Extracted data ->
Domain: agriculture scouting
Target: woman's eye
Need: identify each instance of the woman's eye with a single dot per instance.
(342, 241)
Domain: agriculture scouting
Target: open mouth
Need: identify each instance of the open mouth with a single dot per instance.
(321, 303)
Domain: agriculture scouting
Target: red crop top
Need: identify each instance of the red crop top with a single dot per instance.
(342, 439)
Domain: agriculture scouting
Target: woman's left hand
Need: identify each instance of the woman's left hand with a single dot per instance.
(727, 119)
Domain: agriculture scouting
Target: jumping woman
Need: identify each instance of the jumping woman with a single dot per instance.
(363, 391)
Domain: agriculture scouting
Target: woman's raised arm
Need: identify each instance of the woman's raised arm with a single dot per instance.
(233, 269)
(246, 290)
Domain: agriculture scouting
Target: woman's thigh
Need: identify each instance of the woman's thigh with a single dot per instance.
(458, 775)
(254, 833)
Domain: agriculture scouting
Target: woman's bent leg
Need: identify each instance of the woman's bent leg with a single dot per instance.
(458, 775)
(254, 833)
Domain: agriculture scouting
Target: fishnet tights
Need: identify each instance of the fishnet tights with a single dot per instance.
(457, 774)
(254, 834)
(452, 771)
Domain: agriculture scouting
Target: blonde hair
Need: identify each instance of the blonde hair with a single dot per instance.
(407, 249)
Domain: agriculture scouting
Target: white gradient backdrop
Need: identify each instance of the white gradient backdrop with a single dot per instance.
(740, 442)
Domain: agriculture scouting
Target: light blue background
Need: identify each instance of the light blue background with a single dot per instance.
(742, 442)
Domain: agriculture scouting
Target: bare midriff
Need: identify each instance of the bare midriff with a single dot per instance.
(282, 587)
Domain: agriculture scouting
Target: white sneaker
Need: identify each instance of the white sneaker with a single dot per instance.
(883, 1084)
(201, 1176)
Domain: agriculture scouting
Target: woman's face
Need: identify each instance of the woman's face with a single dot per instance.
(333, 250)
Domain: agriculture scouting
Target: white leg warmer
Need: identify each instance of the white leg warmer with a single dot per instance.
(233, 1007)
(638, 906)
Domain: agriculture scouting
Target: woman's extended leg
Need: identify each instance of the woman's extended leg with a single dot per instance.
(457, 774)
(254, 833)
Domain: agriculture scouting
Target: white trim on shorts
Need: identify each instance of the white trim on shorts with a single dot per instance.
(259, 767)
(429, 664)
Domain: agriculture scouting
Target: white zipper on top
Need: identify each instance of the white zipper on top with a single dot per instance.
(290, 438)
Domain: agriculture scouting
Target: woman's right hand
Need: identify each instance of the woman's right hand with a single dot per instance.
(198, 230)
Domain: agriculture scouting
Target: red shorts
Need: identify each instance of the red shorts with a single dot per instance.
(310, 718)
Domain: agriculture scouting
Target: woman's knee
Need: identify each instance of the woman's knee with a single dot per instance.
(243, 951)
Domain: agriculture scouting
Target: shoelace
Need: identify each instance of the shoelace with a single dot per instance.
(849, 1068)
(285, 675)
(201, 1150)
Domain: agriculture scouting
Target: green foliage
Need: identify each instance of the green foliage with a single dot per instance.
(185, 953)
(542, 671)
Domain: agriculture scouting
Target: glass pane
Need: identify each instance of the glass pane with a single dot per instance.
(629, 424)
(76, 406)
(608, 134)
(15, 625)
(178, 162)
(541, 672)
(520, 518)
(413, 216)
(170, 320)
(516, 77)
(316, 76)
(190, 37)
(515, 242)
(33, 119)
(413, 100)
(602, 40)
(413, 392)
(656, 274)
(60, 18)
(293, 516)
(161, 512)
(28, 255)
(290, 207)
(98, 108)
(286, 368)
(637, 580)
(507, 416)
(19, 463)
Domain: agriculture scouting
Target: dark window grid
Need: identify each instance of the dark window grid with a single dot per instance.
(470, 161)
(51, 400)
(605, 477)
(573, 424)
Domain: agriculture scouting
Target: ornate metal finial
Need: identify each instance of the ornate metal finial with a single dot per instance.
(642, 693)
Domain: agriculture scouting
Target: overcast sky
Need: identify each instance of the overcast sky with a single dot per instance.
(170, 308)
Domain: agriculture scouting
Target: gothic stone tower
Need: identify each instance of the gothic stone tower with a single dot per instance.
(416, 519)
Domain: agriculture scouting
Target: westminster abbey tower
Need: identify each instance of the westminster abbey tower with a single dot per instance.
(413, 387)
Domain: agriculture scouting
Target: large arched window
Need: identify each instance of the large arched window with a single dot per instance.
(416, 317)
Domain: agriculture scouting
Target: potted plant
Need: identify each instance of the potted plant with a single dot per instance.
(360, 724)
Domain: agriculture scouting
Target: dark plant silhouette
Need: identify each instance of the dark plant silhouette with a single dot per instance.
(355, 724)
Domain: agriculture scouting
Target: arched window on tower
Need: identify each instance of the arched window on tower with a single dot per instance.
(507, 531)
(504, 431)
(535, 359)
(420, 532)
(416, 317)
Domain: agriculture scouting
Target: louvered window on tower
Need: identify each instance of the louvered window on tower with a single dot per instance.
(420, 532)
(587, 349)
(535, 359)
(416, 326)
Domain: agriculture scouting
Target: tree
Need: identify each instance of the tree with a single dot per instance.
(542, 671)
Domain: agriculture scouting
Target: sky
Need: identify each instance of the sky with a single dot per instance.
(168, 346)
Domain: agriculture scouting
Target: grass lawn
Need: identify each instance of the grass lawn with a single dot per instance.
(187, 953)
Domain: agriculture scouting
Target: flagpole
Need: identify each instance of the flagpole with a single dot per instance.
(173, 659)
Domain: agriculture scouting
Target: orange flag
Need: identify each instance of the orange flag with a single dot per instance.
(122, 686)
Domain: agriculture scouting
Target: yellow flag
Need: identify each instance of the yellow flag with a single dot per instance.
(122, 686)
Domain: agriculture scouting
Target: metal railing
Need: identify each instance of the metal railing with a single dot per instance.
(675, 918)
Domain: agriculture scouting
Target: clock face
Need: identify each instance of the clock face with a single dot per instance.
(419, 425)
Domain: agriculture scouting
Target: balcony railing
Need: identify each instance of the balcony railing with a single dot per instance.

What you should do ->
Check each line of the entries above, and show every one holding the word "balcony".

Solved exercise ->
Target: balcony railing
Need: identify each instance of the balcony railing with a single dot per instance.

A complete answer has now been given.